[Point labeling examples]

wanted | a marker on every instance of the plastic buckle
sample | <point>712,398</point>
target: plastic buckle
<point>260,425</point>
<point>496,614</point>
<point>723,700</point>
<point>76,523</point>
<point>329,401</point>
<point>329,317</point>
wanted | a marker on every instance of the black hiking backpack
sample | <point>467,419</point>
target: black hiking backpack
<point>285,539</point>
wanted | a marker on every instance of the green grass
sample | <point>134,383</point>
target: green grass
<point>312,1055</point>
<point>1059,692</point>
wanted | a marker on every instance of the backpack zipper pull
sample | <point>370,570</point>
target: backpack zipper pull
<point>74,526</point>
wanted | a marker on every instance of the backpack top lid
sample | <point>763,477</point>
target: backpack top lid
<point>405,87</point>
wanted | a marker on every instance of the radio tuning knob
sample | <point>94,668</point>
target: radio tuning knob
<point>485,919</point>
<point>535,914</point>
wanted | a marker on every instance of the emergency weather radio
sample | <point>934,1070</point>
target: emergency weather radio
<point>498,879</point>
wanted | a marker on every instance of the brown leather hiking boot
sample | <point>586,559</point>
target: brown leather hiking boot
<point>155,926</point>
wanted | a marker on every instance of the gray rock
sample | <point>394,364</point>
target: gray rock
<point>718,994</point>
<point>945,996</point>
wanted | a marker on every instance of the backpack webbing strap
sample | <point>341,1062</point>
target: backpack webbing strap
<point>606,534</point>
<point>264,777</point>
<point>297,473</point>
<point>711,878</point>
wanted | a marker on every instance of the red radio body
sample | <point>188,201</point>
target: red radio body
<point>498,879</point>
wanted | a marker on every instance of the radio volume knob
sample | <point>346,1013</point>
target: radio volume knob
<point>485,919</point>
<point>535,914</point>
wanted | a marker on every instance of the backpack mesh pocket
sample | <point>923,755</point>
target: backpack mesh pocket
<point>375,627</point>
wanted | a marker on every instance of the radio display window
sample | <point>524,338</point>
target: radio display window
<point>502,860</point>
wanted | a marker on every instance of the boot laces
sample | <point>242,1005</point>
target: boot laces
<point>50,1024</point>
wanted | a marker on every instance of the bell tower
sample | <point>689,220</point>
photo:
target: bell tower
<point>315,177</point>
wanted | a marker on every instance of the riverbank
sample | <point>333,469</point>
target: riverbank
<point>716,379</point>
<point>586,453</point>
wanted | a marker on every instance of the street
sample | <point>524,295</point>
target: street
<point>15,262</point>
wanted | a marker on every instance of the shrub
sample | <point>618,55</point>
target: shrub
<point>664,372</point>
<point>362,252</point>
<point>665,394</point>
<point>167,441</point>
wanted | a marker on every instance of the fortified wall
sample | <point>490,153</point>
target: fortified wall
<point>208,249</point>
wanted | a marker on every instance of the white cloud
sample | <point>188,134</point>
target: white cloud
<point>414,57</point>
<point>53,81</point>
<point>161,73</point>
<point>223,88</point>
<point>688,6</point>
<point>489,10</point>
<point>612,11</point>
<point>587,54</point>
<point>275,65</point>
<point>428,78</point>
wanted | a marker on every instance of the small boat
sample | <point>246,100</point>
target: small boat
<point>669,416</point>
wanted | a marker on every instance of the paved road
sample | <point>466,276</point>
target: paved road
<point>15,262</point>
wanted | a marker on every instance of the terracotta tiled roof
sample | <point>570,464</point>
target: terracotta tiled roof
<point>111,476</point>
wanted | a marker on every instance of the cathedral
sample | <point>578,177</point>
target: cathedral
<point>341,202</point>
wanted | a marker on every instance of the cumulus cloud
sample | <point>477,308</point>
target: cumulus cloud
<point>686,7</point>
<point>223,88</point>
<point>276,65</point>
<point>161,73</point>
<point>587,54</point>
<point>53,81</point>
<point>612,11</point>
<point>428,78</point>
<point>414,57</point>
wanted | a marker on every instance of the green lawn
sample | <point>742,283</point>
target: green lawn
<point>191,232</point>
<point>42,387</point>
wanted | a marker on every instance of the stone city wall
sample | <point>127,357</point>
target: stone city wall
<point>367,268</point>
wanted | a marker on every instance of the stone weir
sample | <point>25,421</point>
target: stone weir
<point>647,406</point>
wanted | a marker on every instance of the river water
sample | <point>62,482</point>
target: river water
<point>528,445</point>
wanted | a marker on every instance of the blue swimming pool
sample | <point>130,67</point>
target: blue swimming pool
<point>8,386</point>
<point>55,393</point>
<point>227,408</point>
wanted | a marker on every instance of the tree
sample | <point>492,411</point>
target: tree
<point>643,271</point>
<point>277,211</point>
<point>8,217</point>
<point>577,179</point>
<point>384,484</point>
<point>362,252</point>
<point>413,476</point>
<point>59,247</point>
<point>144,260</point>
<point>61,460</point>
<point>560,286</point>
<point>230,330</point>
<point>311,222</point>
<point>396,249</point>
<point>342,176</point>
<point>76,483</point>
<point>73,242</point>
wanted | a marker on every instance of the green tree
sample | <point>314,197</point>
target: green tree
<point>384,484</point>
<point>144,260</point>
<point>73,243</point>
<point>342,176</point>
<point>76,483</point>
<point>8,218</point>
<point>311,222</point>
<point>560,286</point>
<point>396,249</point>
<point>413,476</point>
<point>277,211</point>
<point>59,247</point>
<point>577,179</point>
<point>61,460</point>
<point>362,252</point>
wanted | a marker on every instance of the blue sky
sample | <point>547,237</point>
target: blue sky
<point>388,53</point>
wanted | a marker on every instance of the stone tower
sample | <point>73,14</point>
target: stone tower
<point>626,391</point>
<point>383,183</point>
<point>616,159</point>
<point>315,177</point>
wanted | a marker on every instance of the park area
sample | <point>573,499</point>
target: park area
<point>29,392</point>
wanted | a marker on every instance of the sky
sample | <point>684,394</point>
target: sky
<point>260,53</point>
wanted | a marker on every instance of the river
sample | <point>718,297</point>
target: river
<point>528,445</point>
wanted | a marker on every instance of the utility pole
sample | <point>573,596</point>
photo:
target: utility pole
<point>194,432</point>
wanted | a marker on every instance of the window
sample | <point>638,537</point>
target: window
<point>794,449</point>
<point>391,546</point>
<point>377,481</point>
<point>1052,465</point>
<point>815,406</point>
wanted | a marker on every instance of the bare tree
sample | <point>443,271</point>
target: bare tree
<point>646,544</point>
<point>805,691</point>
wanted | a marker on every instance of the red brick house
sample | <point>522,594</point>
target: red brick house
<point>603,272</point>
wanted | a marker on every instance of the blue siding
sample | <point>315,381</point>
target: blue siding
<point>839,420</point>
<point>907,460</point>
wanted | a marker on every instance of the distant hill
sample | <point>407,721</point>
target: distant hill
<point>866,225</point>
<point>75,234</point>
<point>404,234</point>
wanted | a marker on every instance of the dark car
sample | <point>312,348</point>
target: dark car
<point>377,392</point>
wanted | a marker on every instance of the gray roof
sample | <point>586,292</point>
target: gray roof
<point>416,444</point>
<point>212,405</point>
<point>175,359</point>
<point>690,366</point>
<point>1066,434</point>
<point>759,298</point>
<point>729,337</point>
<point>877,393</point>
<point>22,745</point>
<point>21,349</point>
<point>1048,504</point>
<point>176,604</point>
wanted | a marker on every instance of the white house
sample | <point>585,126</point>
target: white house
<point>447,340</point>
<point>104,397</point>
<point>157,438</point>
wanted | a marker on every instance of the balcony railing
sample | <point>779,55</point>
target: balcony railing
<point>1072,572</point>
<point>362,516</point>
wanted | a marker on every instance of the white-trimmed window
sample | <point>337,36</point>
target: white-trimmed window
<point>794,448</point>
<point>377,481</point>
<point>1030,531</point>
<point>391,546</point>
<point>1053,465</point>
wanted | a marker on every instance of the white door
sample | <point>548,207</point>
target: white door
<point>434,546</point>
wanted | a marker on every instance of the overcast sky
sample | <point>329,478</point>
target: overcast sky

• [The request] Rewrite only the stretch of the listing from the line containing "wanted | a marker on every instance of the fortified" through the line containing "<point>367,268</point>", both included, keeping every request line as it is. Shift each coordinate in the answer points by -10, but leave the sample points unchanged.

• [Answer to the task]
wanted | a marker on every instance of the fortified wall
sample | <point>490,153</point>
target: fortified wall
<point>198,239</point>
wanted | a marker on every instance of the white cloud
sample | <point>188,134</point>
target: white cloud
<point>404,47</point>
<point>43,71</point>
<point>151,63</point>
<point>213,78</point>
<point>678,-4</point>
<point>479,0</point>
<point>602,1</point>
<point>577,44</point>
<point>265,55</point>
<point>418,68</point>
wanted | a marker on every instance of the small boat
sample | <point>246,100</point>
target: small boat
<point>659,406</point>
wanted | a marker on every instance of the paved road
sample | <point>466,276</point>
target: paved road
<point>5,252</point>
wanted | a marker on every instance of the terracotta tiled roof
sample | <point>570,464</point>
target: terracotta tiled roof
<point>101,466</point>
wanted | a marker on every instance of the cathedral
sample | <point>578,177</point>
target: cathedral
<point>331,192</point>
wanted | a marker on every instance of the cumulus cloud
sample | <point>477,308</point>
target: cumulus cloud
<point>676,-3</point>
<point>213,78</point>
<point>266,55</point>
<point>151,63</point>
<point>577,44</point>
<point>43,71</point>
<point>602,1</point>
<point>418,68</point>
<point>404,47</point>
wanted | a marker on every instance of the green lawn
sample | <point>742,283</point>
target: green lawn
<point>181,222</point>
<point>32,377</point>
wanted | a marker on every instance of the stone city wall
sample | <point>127,357</point>
target: stone city wall
<point>357,258</point>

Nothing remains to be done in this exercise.